▶ **Direction**
Format every line of the listing below as a numbered list, skipping blank lines and leaving out the pictures.

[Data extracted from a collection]

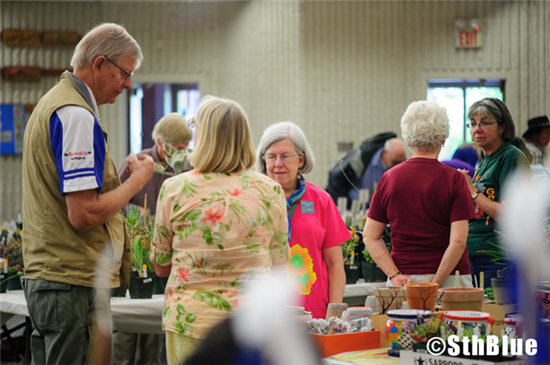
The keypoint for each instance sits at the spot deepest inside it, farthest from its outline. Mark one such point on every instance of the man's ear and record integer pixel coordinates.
(98, 62)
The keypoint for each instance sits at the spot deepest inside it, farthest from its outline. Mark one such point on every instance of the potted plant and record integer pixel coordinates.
(140, 230)
(12, 265)
(351, 265)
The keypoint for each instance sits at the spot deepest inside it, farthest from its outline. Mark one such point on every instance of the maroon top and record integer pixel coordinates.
(421, 198)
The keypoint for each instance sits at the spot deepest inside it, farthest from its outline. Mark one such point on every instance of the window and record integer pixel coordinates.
(457, 95)
(150, 102)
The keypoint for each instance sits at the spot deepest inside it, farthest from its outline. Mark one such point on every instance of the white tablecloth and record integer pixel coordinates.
(144, 315)
(129, 315)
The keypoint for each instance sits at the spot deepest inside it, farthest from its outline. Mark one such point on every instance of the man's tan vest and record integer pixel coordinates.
(52, 248)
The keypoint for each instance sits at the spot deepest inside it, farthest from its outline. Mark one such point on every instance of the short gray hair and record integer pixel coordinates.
(279, 131)
(172, 128)
(425, 125)
(107, 39)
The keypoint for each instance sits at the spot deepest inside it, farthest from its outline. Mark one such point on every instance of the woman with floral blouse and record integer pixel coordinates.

▶ **Solution for this task**
1. The keypoint for each instance sits at the spot deepest inside it, farthest from its outline. Mark one such point on every instance of the man's ear and record integer pixel coordinates.
2. (98, 62)
3. The keypoint for each instance sits at the spot deepest inside it, farthest from its outline. Mark one such point on every instance of the potted plant and record integer pixel coordinates.
4. (140, 230)
5. (12, 265)
6. (351, 265)
7. The keypoint for each instance sits at the spot deepest inside it, farthest from its outline. Mark one such point on every instance of the maroon top and record integer pixel coordinates.
8. (421, 198)
9. The keypoint for each instance sits at the spot deepest inside it, farthest from its outline. Mark one such point on every instance of the window and record integer pixel coordinates.
10. (457, 95)
11. (150, 102)
12. The keypoint for each instance sits at the spot deepest inside it, farthest from its outline. Mark one such point on every instance of the white tablecloth and record integer pixel coordinates.
13. (144, 315)
14. (129, 315)
15. The keypoint for each instance sits at the spot deepest inside it, farthest from its outline. Mark one such point on every instance of the man's tan vest and record integer pixel coordinates.
16. (52, 248)
17. The keypoint for each instance sits at the spot deepest inside it, farthest from its outline. Mark one such point on every instance of the short gray hair and record integer pixel coordinates.
18. (279, 131)
19. (172, 128)
20. (425, 125)
21. (107, 39)
22. The keypoint for each instance sits at the spot deepest inside it, farthest from its outline. Mark one such point on every instance of the woman with floral blouse and record integer pixel coordinates.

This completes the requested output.